- **RECORDS TO USE**:
◆ ◆ ◆ ◆ ◆ ◆ ◆
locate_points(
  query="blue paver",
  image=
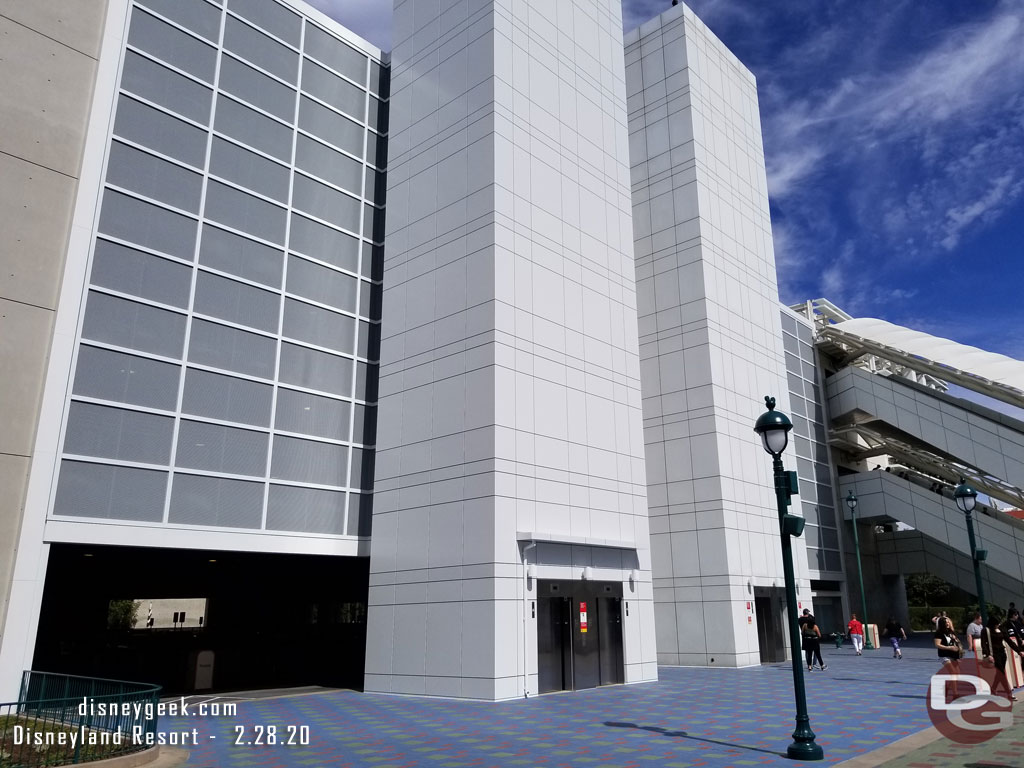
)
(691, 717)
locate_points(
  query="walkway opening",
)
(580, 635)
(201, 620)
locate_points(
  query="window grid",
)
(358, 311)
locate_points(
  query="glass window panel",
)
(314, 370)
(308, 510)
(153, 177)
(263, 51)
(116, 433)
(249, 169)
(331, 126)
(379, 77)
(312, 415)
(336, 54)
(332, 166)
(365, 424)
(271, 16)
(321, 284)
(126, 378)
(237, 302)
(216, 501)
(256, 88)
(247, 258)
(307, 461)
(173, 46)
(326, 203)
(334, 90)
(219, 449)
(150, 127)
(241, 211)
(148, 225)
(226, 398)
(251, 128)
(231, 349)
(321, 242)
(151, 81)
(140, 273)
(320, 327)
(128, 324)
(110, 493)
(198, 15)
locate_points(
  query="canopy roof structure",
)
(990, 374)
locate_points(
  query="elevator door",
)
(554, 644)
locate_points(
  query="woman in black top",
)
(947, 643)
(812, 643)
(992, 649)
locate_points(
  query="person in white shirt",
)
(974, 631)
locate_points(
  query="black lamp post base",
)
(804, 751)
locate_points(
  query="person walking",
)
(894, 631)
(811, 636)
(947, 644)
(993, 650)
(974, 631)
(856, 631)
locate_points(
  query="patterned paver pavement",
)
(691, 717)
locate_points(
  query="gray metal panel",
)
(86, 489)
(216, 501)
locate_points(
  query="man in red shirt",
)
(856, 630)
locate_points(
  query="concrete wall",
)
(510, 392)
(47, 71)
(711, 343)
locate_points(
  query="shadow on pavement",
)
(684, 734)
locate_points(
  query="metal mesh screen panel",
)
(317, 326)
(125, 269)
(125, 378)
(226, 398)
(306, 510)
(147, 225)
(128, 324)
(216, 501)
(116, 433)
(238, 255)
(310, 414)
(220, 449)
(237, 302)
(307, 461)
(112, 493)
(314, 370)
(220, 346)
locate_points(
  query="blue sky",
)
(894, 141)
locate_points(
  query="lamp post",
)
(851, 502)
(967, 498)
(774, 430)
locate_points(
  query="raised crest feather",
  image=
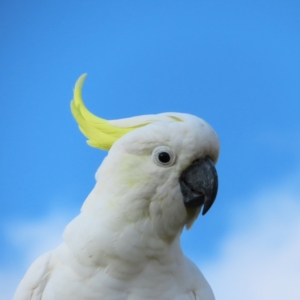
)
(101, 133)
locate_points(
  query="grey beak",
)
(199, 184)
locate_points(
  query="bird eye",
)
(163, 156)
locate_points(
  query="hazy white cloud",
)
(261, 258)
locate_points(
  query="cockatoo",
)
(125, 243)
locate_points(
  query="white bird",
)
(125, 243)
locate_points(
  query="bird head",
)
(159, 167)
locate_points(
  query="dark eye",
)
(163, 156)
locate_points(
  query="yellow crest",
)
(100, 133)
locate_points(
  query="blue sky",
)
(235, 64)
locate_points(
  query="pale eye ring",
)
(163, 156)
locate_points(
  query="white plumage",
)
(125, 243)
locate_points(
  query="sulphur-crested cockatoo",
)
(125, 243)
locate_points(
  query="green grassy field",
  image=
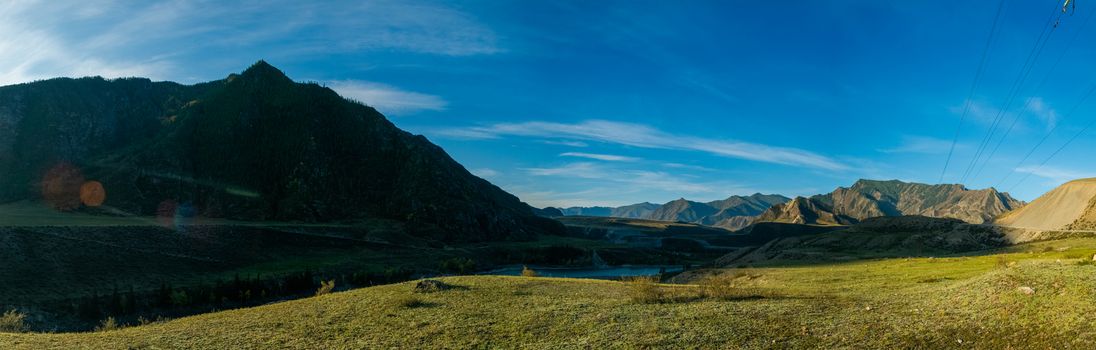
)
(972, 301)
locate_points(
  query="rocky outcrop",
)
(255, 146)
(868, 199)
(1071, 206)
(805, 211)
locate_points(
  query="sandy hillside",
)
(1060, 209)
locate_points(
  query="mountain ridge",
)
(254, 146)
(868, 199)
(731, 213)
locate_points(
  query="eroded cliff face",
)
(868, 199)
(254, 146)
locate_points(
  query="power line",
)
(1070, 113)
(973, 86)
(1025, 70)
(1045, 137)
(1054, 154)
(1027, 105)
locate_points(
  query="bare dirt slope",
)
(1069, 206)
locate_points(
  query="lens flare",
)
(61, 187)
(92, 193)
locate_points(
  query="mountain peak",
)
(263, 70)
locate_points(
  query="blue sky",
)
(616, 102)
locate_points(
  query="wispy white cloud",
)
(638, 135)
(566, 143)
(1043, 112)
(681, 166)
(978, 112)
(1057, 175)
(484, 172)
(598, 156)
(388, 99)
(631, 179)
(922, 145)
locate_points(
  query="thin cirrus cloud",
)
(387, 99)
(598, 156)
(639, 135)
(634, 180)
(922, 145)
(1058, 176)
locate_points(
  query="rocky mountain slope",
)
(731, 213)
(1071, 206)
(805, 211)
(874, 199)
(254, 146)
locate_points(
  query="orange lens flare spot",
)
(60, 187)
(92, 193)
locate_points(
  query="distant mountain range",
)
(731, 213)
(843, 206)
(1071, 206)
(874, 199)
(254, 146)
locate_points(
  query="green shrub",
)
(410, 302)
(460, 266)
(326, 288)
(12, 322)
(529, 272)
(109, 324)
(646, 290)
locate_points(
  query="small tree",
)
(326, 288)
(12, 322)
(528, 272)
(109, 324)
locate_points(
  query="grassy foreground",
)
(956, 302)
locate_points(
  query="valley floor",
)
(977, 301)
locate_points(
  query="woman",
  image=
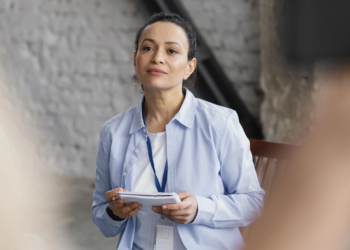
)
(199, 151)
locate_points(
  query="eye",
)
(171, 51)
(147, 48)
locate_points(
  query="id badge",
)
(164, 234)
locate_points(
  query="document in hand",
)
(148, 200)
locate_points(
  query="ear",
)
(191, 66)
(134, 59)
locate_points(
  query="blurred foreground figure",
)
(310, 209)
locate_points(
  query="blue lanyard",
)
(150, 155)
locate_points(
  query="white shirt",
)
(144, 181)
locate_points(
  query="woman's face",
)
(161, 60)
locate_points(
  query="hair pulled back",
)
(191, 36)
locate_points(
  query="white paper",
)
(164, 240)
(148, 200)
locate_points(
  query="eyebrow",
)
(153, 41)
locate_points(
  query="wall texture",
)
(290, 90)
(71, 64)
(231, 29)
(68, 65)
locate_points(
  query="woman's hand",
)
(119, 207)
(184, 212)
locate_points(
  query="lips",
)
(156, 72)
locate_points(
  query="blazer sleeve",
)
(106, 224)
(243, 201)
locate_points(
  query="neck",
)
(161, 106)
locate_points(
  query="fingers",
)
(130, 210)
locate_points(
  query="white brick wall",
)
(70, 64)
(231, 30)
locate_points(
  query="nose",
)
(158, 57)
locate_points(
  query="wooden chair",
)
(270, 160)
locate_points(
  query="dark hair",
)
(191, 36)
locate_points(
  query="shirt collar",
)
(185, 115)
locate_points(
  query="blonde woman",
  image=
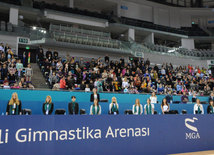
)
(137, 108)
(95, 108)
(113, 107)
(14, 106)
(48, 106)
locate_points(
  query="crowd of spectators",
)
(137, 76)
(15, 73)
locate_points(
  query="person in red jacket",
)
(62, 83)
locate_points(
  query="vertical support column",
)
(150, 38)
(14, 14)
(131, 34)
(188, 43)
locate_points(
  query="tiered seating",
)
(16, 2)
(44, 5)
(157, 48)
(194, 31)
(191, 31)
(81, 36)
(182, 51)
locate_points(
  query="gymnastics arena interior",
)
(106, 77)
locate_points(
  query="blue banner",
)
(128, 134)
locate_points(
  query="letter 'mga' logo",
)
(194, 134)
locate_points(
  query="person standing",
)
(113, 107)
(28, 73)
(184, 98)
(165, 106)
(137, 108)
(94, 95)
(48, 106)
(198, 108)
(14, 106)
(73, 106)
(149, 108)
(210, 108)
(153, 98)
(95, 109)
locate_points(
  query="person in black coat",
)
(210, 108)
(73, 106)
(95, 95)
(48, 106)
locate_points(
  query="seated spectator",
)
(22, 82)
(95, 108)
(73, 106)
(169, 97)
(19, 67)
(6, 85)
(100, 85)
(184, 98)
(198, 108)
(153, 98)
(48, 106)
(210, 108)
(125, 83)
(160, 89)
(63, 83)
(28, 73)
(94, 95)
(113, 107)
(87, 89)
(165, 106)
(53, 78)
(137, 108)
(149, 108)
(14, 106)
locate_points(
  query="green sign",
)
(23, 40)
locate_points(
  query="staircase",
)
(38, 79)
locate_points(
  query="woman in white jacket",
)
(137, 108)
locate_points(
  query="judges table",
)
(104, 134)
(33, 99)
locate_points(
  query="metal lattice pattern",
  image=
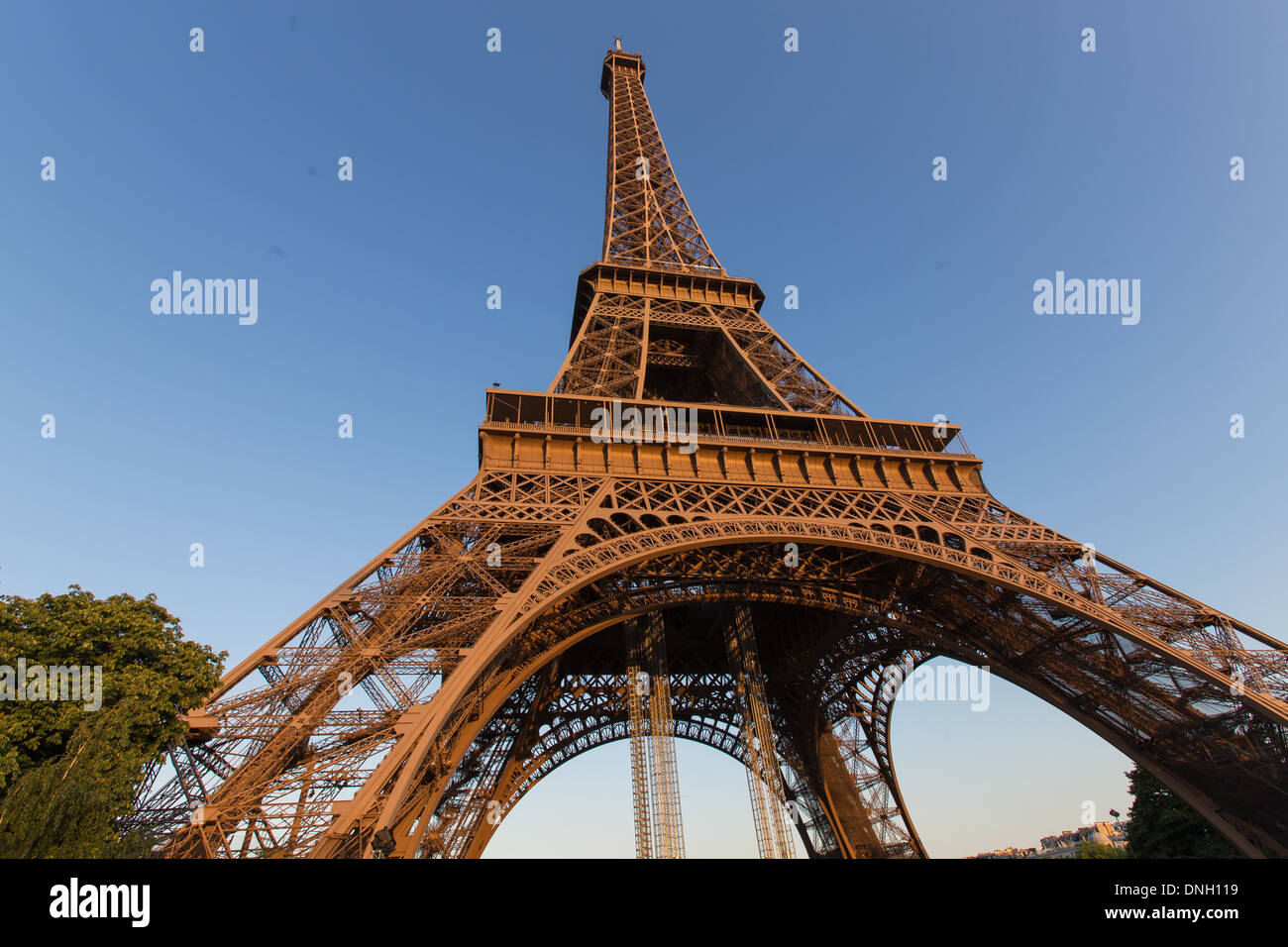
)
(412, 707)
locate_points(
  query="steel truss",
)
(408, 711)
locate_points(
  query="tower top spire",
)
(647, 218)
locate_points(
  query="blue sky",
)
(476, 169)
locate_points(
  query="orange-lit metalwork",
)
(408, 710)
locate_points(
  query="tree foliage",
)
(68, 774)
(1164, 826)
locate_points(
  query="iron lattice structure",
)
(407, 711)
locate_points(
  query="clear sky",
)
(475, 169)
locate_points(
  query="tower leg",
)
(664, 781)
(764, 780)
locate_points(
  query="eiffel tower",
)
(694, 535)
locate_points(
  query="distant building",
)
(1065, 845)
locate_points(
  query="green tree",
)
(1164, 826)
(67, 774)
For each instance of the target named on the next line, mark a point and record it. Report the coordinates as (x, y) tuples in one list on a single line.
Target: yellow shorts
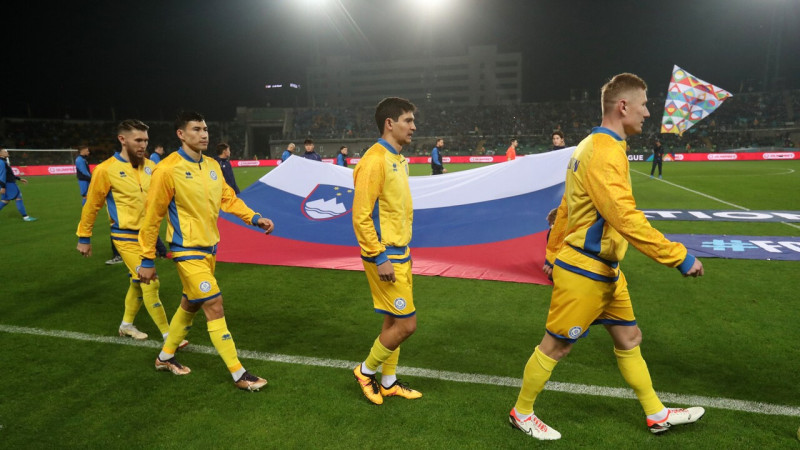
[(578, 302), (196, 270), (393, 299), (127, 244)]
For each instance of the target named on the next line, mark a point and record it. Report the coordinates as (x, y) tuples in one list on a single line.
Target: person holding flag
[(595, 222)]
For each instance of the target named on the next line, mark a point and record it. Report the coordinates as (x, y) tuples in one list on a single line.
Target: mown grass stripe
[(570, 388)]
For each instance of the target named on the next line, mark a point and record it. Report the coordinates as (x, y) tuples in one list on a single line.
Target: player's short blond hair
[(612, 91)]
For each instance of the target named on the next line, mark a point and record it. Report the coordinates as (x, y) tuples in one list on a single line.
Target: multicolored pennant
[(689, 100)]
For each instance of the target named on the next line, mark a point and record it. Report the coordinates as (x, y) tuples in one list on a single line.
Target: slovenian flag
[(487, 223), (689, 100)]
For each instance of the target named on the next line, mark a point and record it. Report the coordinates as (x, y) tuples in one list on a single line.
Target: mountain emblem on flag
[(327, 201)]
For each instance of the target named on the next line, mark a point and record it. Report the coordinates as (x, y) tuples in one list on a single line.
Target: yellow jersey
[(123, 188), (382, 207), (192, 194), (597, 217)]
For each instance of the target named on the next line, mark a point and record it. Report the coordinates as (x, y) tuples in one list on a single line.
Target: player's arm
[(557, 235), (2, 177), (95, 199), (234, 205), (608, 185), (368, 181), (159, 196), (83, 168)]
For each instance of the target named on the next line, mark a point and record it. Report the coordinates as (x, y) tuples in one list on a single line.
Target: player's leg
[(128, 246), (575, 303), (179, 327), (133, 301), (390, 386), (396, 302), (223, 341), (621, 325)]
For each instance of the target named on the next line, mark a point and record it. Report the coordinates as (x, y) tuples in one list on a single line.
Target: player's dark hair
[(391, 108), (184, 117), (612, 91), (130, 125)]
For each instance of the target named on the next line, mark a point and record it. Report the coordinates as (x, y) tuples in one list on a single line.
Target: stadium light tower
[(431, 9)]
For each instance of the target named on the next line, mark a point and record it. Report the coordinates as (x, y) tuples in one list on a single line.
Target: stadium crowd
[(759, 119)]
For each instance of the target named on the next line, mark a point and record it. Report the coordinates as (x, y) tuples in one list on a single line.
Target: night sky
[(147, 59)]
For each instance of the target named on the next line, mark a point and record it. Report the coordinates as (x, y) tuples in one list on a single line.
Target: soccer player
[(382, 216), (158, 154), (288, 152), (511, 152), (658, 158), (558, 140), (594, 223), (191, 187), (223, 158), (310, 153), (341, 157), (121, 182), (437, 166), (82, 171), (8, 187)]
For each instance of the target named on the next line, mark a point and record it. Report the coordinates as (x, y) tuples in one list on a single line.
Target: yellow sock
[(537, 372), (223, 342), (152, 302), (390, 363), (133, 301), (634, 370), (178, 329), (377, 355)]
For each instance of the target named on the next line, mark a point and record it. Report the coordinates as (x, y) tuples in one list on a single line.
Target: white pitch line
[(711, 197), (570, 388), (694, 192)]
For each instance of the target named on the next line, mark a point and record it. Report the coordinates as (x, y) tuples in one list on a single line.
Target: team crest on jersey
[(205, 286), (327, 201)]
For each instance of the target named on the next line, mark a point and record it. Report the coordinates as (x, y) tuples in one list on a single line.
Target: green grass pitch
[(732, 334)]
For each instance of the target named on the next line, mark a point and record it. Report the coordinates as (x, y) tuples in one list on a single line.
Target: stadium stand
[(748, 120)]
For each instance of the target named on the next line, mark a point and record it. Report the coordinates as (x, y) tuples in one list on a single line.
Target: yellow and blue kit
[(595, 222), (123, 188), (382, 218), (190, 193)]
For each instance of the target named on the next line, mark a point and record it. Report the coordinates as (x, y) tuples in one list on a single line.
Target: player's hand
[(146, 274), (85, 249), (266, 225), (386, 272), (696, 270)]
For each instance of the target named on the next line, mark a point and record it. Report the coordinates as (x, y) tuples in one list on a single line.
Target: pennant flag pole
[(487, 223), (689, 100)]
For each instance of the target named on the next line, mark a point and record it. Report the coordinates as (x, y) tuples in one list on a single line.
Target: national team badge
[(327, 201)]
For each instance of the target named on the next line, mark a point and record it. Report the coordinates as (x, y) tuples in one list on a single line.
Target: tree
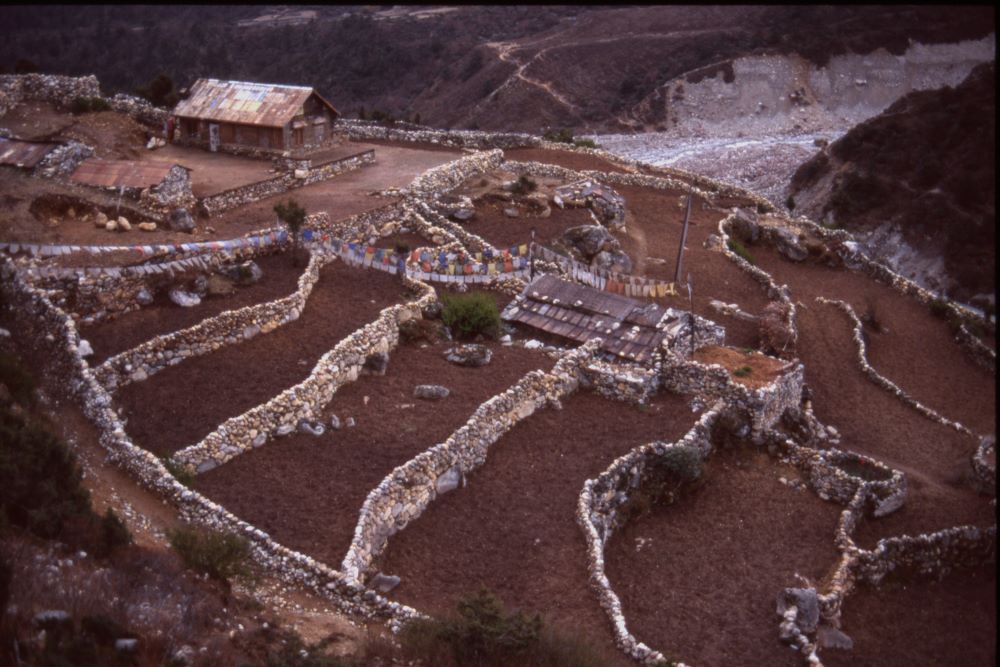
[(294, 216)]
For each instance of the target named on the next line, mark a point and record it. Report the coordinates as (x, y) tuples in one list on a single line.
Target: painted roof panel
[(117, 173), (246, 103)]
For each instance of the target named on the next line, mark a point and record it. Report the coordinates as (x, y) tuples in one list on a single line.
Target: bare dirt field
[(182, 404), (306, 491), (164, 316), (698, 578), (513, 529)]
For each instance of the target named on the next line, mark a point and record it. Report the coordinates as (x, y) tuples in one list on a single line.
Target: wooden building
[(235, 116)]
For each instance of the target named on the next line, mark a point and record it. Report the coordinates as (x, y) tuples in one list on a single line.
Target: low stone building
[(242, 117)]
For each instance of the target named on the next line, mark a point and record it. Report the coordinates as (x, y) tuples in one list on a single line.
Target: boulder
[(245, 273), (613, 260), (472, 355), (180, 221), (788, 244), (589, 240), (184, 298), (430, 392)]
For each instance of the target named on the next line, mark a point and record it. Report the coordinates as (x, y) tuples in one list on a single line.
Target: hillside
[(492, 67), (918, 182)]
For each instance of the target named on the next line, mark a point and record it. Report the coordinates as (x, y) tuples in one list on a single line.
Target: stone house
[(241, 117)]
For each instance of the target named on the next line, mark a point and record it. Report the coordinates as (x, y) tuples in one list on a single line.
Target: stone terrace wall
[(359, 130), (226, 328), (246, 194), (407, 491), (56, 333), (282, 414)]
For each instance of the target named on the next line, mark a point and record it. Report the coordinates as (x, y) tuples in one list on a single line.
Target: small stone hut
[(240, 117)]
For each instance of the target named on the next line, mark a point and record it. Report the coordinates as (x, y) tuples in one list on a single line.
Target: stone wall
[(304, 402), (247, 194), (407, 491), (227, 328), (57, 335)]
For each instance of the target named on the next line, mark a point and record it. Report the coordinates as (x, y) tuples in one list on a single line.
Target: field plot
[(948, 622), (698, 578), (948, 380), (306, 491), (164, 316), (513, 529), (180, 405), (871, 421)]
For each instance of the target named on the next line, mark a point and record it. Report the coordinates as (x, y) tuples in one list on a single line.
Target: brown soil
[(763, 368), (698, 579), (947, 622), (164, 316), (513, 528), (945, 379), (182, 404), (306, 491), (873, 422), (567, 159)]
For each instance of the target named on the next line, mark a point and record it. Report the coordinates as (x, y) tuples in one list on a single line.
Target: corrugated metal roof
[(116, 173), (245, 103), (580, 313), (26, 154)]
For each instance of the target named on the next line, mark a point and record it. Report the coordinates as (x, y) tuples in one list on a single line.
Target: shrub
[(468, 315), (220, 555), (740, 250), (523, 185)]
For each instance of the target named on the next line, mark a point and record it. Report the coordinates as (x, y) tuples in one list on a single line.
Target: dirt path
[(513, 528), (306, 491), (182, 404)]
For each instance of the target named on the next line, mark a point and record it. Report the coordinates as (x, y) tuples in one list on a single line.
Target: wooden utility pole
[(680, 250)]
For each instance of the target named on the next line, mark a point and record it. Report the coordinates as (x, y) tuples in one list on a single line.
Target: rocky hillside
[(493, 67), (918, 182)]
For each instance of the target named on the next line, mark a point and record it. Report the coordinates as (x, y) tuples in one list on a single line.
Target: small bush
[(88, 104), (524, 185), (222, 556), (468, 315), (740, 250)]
◆ ◆ ◆ ◆ ◆ ◆ ◆
- **WORK REQUEST**:
Copy whichever lines of the records above contain the word "post".

- **TASK RESPONSE**:
  query="black lamp post base",
  query="lamp post",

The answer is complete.